**WHAT YOU NEED TO DO**
Extract every line of the entries below that contains the word "hanging", and copy each of those lines without changes.

**DATASET RECORDS**
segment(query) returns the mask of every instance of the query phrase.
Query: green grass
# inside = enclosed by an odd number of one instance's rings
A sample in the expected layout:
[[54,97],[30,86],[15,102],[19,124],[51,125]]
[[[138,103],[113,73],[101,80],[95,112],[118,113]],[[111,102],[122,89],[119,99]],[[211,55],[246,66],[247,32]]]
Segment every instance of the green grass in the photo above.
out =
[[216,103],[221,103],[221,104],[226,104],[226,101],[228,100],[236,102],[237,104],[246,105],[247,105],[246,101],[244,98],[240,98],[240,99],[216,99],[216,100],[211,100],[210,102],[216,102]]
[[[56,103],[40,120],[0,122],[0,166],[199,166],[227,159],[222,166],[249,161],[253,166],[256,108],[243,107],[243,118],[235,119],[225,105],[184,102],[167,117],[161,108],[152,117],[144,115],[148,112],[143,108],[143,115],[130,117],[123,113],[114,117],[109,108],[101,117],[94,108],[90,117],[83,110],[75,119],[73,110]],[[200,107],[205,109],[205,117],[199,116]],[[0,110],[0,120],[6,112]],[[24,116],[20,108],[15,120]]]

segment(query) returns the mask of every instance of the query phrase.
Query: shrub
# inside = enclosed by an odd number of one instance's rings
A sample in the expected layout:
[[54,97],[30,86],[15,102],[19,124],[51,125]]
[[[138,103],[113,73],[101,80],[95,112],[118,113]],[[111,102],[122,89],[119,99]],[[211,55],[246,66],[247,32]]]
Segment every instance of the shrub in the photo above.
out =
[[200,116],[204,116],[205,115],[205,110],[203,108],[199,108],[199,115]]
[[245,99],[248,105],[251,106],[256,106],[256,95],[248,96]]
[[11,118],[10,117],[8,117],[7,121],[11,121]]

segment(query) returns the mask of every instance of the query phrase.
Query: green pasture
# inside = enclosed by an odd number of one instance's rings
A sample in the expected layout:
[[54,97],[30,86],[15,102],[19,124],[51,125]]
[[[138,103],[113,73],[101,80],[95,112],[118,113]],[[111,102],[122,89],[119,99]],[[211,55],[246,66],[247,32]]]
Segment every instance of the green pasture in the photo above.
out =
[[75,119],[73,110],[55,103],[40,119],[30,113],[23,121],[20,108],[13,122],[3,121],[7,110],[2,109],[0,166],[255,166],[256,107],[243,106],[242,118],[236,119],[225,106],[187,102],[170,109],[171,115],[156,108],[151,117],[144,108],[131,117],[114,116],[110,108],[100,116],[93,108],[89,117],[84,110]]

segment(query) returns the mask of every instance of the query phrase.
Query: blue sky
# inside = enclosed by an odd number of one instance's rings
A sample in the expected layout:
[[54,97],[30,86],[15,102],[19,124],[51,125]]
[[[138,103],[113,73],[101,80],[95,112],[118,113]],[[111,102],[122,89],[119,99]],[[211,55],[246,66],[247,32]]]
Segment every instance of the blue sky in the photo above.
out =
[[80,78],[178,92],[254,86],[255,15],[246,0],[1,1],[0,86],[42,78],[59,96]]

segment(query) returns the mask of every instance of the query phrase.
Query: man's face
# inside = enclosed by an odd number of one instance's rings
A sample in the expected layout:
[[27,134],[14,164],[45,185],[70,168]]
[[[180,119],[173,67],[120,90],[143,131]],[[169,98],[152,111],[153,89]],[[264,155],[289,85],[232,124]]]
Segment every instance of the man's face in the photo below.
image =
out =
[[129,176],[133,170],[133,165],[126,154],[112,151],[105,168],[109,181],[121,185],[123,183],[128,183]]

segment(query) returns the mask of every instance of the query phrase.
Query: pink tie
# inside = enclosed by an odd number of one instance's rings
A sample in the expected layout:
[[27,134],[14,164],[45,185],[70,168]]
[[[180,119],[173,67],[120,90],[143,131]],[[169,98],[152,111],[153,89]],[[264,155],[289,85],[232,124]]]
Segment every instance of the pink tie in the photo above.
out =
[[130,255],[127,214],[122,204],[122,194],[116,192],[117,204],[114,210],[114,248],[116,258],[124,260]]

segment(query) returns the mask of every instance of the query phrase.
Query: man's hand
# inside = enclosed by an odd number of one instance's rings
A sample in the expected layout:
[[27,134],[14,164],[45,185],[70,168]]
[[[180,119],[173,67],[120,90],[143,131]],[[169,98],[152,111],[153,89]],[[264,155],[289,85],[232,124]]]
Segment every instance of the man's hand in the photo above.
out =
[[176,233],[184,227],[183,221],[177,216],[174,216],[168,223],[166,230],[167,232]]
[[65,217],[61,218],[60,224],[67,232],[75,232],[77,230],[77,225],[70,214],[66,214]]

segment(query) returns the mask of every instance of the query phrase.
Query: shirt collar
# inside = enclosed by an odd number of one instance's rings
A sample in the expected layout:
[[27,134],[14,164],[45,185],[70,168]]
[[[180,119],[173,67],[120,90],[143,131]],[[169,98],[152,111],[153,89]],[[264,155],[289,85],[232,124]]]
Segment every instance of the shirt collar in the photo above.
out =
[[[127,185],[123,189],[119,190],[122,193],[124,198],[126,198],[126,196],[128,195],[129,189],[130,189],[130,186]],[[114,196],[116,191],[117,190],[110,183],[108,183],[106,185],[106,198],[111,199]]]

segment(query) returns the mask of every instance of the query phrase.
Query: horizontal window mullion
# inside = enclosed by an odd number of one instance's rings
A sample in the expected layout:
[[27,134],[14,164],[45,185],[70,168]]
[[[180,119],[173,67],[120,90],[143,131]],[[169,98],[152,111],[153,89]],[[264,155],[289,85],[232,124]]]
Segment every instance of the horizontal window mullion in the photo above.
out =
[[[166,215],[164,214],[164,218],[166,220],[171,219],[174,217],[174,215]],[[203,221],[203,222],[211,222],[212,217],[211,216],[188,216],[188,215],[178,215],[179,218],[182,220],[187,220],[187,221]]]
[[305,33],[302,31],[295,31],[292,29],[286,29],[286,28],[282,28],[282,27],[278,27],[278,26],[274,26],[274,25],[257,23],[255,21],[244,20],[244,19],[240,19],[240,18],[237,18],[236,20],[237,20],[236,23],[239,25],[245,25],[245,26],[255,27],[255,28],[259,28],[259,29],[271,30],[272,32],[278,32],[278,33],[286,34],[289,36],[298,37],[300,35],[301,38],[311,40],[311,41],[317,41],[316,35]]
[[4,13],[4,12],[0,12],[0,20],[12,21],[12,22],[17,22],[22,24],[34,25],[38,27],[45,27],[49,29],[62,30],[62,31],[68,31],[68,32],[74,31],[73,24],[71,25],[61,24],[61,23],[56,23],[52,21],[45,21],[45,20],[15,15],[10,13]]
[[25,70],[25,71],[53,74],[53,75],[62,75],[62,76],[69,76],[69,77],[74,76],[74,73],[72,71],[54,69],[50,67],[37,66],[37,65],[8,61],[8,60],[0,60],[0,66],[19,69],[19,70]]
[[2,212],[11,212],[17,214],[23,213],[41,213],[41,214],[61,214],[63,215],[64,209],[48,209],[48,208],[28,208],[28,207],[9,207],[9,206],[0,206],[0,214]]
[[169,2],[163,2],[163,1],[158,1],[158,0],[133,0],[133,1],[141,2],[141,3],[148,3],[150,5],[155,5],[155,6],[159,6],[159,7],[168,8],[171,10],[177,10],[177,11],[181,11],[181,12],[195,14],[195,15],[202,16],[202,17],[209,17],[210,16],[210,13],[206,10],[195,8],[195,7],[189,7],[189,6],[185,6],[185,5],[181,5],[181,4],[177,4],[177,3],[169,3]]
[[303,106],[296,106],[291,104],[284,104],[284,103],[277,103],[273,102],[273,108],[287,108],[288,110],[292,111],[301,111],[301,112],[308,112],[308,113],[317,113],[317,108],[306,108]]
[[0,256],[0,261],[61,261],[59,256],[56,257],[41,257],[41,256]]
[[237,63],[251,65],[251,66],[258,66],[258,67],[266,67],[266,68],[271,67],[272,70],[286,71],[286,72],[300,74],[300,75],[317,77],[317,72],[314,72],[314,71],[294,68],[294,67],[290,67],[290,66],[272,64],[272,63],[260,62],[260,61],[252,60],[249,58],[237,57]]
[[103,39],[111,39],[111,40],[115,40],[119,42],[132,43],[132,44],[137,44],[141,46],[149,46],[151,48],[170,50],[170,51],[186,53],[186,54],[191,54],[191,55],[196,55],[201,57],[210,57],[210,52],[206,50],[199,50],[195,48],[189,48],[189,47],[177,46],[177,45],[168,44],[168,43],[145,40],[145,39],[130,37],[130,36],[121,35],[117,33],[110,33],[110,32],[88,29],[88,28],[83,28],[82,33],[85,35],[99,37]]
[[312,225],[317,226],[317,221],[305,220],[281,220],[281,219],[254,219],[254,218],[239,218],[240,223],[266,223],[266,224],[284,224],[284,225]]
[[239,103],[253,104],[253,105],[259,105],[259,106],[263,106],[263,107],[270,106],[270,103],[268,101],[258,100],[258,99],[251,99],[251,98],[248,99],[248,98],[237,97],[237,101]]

...

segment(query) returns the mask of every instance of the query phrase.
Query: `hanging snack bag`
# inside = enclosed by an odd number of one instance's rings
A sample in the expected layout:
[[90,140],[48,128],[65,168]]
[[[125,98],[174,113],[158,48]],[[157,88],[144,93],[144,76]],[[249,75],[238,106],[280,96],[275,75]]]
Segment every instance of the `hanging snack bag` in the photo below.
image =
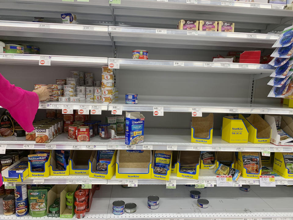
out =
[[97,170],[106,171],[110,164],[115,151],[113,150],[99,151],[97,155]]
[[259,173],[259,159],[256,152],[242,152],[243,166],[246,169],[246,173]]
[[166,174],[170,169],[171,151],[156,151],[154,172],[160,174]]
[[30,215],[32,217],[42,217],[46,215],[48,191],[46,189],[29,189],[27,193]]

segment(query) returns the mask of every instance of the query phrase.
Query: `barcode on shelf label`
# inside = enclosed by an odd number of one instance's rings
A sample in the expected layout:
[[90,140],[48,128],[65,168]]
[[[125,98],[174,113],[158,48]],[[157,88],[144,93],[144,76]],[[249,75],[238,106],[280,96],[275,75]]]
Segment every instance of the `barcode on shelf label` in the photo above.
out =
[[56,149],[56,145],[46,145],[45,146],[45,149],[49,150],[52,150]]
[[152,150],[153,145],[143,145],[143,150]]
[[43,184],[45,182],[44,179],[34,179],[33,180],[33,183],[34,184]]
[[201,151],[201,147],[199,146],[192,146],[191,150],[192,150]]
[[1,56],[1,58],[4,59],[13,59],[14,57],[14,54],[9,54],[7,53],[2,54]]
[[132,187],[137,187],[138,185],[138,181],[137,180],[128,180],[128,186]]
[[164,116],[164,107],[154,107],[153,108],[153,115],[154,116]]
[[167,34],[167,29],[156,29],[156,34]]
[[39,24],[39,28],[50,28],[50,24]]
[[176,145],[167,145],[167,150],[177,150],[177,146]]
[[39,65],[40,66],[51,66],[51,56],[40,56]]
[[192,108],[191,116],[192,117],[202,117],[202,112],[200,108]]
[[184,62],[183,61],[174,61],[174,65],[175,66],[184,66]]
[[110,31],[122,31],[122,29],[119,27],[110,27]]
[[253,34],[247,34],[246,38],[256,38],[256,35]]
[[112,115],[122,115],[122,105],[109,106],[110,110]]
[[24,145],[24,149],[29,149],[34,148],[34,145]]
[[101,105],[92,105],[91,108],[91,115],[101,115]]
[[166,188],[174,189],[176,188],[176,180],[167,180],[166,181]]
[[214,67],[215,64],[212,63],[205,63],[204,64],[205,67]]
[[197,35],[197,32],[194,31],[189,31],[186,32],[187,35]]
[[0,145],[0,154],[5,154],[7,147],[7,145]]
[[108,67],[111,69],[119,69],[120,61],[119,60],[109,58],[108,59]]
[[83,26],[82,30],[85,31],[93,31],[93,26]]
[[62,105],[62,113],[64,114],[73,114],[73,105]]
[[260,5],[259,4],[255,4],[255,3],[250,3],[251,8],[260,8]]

**SOLUTION TO THIS EXERCISE**
Query: `hanging snack bag`
Segment every instance of the `hanging snack bag` in the photo below.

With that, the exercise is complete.